## BEGIN Given data

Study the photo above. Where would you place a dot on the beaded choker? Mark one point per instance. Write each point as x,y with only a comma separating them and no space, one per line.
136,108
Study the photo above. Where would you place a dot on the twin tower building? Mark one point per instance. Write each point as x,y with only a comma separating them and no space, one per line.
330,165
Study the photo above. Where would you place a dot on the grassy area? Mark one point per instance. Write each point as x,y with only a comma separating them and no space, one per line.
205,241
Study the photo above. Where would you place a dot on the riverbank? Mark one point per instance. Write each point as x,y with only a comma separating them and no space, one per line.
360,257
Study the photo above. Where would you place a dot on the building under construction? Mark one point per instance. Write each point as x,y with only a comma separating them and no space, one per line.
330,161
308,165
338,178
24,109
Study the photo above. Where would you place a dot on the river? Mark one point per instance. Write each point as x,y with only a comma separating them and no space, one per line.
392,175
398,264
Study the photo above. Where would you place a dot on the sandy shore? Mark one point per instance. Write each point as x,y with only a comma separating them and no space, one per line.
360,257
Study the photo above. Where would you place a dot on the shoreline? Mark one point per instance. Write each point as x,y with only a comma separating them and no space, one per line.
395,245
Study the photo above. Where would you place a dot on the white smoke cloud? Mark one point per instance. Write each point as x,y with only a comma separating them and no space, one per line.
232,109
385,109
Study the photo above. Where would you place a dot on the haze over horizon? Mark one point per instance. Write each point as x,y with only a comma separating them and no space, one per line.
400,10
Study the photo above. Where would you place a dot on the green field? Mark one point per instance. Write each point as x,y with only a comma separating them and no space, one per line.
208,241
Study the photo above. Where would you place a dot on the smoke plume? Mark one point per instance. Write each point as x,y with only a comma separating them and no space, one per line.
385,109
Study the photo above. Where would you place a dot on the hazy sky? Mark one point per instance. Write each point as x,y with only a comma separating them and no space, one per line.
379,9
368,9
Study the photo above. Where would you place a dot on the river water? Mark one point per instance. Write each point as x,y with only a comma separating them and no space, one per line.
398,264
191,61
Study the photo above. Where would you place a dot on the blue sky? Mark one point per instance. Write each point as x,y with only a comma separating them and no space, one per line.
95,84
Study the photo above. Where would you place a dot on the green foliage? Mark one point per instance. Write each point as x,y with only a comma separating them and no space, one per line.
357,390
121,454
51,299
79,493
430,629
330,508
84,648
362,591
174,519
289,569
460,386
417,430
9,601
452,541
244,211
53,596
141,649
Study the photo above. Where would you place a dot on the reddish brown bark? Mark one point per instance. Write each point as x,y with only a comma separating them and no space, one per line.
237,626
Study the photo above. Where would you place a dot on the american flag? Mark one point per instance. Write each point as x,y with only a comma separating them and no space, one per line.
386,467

## END Given data

Task goal:
Copy every row above word for word, keeping each line in its original order.

Result:
Study the photo above. Where would you place a dot on the beaded choker? Mark one point per instance. Write each point as x,y with only a comma separating them and no space, one per line.
136,108
Study the photo above. Where would you place a dot on the twin tower building? Mark one point per instance. Write each point as x,y with only a comma separating them and no space, one per line.
330,165
Study the photo above. Where would you place a dot on the grassy area? Mark one point per instance. Write each point as x,y with only a comma separating them and no space, one per line.
205,241
Study the photo above. Where would you place a dot on the riverbank? Mark one point per instance. Write each point as x,y with only a comma separating them and no space, one per line.
360,257
Study the photo above. Where would you place a dot on the building under construction? Mark one point per instance. Write each point as x,y with only a comma separating them and no space, one per line.
330,161
308,165
338,178
24,109
Study the photo above. Where would you place a dot on the river? Mark one point per instance. Write each point as x,y with only a comma separating them and no space, one per line.
392,175
398,264
Study the photo above. Where would you place a dot on the sandy shore? Mark one point per instance. Write each point as x,y with only a comma separating them and no space, one per line.
360,257
Study the photo above. Where would you place a dot on the shoreline? Mark one point per instance. Write each point as x,y with only a comma separating them and no space, one per line.
395,245
Study the photo above. Where would you place a dot on the white smoke cloud? Mark one point per instance. Write each point as x,y with only a comma separating them and no space, one per line.
232,109
385,109
Study the photo above. Where would you place a dot on the haze over horizon? Mark one point per instance. Write each point as x,y with only a comma separating them and no space, one per line.
400,10
Study the photo above. Where would you place a dot on the green field? Mark one point per instance. Write each point as x,y with only a comma separating them and no space, one per line.
208,241
Study the photo above. Where would you place a dot on the smoke plume? Mark one point per instance. Write each point as x,y with only a comma separating them and no space, one per line.
385,109
Study the photo above. Where would you place a dot on the hazy sky? Mark one point per instance. Write each point as x,y with only a comma separating them and no space, one per line.
379,9
368,9
Study the photo above. Where would you place a dot on the river water? Mark one point per instance. Write each point as x,y with only a comma separating them and no space, one per line.
398,264
191,61
Study the photo above. Where would you place a dot on the blue sky? Mark one point per instance. Write each point as x,y with only a comma separating them and no space, one per line.
95,84
Study the photo above. Where would you place a dot on the green foliage? Mark one point per instance. Write each point as x,y with only a comma separating them and no space, one per line.
357,390
121,454
51,299
79,493
430,629
330,508
84,648
362,591
174,519
289,569
460,386
417,430
9,601
452,541
244,211
53,596
141,649
Study the photo above. Where would you place a dot on the reddish brown bark? Mark one point per instance. Write each point as x,y with only a comma separating them and no space, one per line.
237,626
Study the photo above. Where would you place a dot on the american flag? Mark one point per instance. Write each point as x,y with only a comma separating them and no space, one per line.
386,467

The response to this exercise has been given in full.